*** Task input Section Begins ***

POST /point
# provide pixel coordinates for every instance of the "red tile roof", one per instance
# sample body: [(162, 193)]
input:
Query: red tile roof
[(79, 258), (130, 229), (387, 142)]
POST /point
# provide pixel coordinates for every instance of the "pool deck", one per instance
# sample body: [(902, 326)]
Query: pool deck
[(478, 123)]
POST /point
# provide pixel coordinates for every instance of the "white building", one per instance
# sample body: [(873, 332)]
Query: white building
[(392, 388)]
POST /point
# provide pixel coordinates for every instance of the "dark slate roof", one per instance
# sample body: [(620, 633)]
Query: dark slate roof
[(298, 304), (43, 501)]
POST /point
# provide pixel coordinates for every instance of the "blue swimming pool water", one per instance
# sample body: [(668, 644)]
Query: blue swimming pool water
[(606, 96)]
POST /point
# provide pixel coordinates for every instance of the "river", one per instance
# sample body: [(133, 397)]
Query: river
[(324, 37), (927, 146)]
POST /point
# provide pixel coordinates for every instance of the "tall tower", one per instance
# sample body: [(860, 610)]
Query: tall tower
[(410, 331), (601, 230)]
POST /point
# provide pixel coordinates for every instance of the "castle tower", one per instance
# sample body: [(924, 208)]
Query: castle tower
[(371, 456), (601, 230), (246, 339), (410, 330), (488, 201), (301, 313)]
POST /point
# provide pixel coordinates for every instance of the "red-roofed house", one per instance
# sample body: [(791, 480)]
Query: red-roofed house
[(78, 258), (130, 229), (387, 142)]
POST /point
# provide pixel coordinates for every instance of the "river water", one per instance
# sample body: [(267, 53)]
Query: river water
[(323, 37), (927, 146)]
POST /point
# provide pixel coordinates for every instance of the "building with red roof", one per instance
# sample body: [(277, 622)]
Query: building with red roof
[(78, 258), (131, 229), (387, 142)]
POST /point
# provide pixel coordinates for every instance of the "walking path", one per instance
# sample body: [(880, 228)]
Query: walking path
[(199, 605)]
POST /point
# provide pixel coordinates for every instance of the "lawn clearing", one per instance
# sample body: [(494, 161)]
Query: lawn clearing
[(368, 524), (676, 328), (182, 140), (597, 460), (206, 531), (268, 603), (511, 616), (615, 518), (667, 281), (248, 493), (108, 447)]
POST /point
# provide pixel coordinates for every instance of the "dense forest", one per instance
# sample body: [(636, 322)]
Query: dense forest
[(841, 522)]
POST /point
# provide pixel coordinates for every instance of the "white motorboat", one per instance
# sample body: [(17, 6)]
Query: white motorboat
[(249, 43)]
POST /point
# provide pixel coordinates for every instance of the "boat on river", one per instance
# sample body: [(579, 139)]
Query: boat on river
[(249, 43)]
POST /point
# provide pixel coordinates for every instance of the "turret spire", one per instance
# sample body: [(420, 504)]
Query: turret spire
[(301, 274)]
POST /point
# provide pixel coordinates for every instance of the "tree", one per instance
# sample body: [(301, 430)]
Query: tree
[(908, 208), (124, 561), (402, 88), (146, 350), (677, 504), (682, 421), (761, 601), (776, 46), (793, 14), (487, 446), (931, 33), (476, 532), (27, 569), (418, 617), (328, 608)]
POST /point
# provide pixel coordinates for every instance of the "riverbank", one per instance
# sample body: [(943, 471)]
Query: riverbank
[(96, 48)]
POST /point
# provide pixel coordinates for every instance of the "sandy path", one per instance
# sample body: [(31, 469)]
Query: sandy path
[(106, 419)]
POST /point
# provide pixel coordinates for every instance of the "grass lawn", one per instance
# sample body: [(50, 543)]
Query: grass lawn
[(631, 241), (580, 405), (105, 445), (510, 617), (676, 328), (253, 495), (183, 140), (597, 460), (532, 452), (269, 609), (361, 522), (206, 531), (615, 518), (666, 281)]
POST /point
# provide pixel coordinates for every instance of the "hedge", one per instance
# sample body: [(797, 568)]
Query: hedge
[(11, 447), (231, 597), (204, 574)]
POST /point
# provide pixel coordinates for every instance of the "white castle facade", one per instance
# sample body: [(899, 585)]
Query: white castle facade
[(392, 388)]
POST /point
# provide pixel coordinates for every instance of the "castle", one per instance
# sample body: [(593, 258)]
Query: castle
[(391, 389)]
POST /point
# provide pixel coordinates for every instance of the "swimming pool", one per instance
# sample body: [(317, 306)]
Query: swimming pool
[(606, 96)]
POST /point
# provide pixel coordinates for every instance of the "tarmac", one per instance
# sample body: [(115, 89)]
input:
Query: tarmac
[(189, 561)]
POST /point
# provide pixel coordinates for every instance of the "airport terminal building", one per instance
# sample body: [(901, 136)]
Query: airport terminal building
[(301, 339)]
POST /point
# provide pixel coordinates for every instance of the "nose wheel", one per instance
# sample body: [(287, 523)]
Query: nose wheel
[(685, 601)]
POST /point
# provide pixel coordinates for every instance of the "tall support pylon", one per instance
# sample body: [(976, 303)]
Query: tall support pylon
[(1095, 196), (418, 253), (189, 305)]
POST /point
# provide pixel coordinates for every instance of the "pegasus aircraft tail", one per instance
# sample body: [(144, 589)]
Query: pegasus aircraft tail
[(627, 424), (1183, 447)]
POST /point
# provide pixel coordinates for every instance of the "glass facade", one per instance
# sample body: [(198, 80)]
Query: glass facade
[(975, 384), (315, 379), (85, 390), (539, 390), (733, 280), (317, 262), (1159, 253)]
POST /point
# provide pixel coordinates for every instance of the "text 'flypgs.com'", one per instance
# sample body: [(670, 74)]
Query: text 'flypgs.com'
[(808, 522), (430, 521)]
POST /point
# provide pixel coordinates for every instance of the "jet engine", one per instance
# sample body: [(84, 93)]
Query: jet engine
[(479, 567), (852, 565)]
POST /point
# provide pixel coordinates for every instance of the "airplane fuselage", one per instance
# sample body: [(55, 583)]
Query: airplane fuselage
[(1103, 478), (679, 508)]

*** Task input Section Ends ***

- **About this exercise**: Every record above is to be restated exactly as it reads.

- **Response for this exercise**:
POST /point
# provide pixel coordinates for every instance of the "red tile roof", one per instance
# sample body: [(162, 193)]
input:
Query: red tile roof
[(79, 258), (130, 229), (387, 142)]
POST /point
# provide pixel coordinates for every instance of the "pool deck", one per instance
# sample body: [(902, 326)]
Query: pool deck
[(478, 123)]
POST /point
# provide pixel coordinates for every instance of the "white building", one per instance
# sample body: [(873, 332)]
Query: white building
[(392, 388)]
POST /point
# provide pixel coordinates for every instance of the "dark slate roof", one per instance
# sample body: [(620, 633)]
Query: dark slate roof
[(298, 304), (43, 501)]
POST /point
# provide pixel coordinates for every instance of the "blue swimming pool water", one per instance
# sample body: [(668, 644)]
Query: blue swimming pool water
[(606, 96)]
POST /point
# provide pixel coordinates for every instance of the "river", one per instance
# sample body: [(133, 397)]
Query: river
[(324, 37), (927, 146)]
POST /point
# provide pixel coordinates for every instance of the "tall tower", one per instance
# sample body: [(860, 610)]
Query: tall tower
[(410, 331), (601, 230)]
POST /point
# provide pixel coordinates for every instance of the "castle tower", one per instance
# sample body: [(924, 208)]
Query: castle tower
[(371, 456), (601, 230), (246, 339), (410, 330), (488, 201), (301, 313)]
POST /point
# provide pixel coordinates for every instance of the "red-roofed house", one per instance
# sample body: [(791, 480)]
Query: red-roofed house
[(78, 258), (130, 229), (387, 142)]
POST /point
# provide pixel coordinates for every instance of the "river water", one per instance
# sample body: [(267, 53)]
Query: river water
[(323, 37), (927, 146)]
POST /point
# provide pixel coordinates for every instance of the "building with red roof", one per instance
# sample body: [(277, 622)]
Query: building with red roof
[(78, 258), (131, 229), (387, 142)]
POST /point
# provide pixel coordinates for every instance of the "walking path", one per instance
# sample body: [(880, 228)]
Query: walking path
[(199, 605)]
POST /point
# provide pixel coordinates for every instance of the "lawn clearing", one per instance
# sample body: [(494, 161)]
Query: lawn clearing
[(368, 524), (676, 328), (182, 140), (597, 460), (206, 531), (268, 603), (511, 616), (615, 518), (667, 281), (248, 493), (108, 447)]
POST /point
# provide pixel coordinates for every instance of the "dense forest", one per instance
# sample body: [(636, 322)]
Query: dense forest
[(841, 522)]
POST /point
# provide pixel coordinates for every instance of the "white motorboat", one per instance
# sample body: [(17, 6)]
Query: white motorboat
[(249, 43)]
POST /point
# provide pixel coordinates for every instance of the "boat on river", one per instance
# sample body: [(579, 139)]
Query: boat on river
[(249, 43)]
POST /point
# provide pixel coordinates for every instance of the "turret spire", one per instance
# sample body: [(420, 504)]
Query: turret spire
[(301, 274)]
POST /point
# provide pixel coordinates for every instance of the "tree", one per instance
# sample body: [(301, 430)]
Query: tree
[(908, 208), (124, 561), (402, 88), (146, 350), (677, 504), (682, 421), (761, 601), (776, 46), (793, 14), (487, 446), (931, 33), (476, 532), (27, 569), (418, 617), (328, 608)]
POST /point
# provide pixel coordinates for every instance of the "riverbank", one per instance
# sample body: [(943, 471)]
Query: riverbank
[(96, 48)]
POST /point
# provide pixel coordinates for every instance of the "sandy path", one per instance
# sample body: [(31, 469)]
Query: sandy path
[(106, 419)]
POST /point
# provide pixel coordinates for every instance of the "grass lawn", one per instance
# sample body: [(50, 543)]
Query: grass lawn
[(631, 241), (580, 405), (105, 445), (510, 617), (676, 328), (253, 495), (183, 140), (597, 460), (532, 452), (269, 609), (361, 522), (206, 531), (615, 518), (666, 281)]
POST /point
# provide pixel coordinates for every instance of the "hedge", one per instance
# sample body: [(797, 568)]
Query: hedge
[(11, 447), (231, 597), (204, 574)]
POST /point
# provide pixel coordinates for every instance of the "white castle facade", one per instance
# sample body: [(899, 585)]
Query: white castle facade
[(392, 388)]
POST /point
# provide pixel coordinates for every instance of the "castle", one per instance
# sample body: [(593, 258)]
Query: castle
[(391, 389)]
POST /point
# provide pixel coordinates for every instance of the "swimming pool", one per instance
# sample body: [(317, 306)]
Query: swimming pool
[(606, 96)]
POST /point
# provide pixel coordinates for every instance of the "tarmac", one per instance
# sample body: [(115, 89)]
input:
Query: tarmac
[(189, 561)]
POST /point
# provide pixel coordinates for every instance of the "airport terminal building", one per instance
# sample body: [(901, 136)]
Query: airport terminal building
[(301, 339)]
POST /point
# provide pixel coordinates for every instance of the "nose wheel", one per instance
# sample body: [(287, 523)]
Query: nose wheel
[(685, 601)]
POST /point
# provide pixel coordinates for every instance of the "tall support pylon", one per instance
# sample body: [(976, 303)]
Query: tall support pylon
[(1095, 196), (418, 253), (189, 305)]
POST /point
# provide pixel coordinates for every instance of the "pegasus aircraft tail", one per instance
# sample body: [(144, 589)]
Query: pegasus aircraft tail
[(627, 424), (1183, 447)]
POST /point
# provide pixel coordinates for every instance of the "glass facade", one per instance
# sample body: [(198, 80)]
Query: glass facade
[(975, 384), (315, 379), (85, 390), (539, 390), (733, 280), (317, 262), (1159, 253)]
POST /point
# provide pixel coordinates for every instance of the "text 'flypgs.com'", one per instance
# sample body: [(670, 74)]
Query: text 'flypgs.com'
[(808, 522), (430, 521)]
POST /point
# provide pixel coordinates for every instance of the "jet engine", one per instance
# sample body: [(84, 93)]
Query: jet engine
[(479, 567), (852, 565)]
POST /point
# provide pixel coordinates for every instance of the "airplane fuselage", one per instance
# sample body: [(55, 583)]
Query: airplane fuselage
[(1103, 478), (679, 508)]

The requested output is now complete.